What you will do: For this exercise, write out exactly the lines of the material from the one containing "find the car side mirror" through the end, both ends included, and nothing more.
--- Material provided Enclosed Below ---
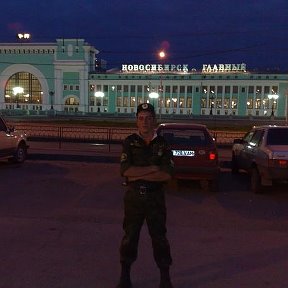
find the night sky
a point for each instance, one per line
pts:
(193, 32)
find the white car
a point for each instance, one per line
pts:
(263, 153)
(13, 144)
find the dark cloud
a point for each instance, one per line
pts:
(193, 32)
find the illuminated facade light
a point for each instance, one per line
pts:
(23, 36)
(18, 90)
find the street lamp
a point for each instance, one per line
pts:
(273, 97)
(16, 91)
(99, 94)
(212, 103)
(51, 93)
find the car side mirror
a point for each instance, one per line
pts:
(238, 141)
--- End of Enclosed Material provided ---
Output of the task:
find the car side mirror
a point for each instance, one per line
pts:
(238, 141)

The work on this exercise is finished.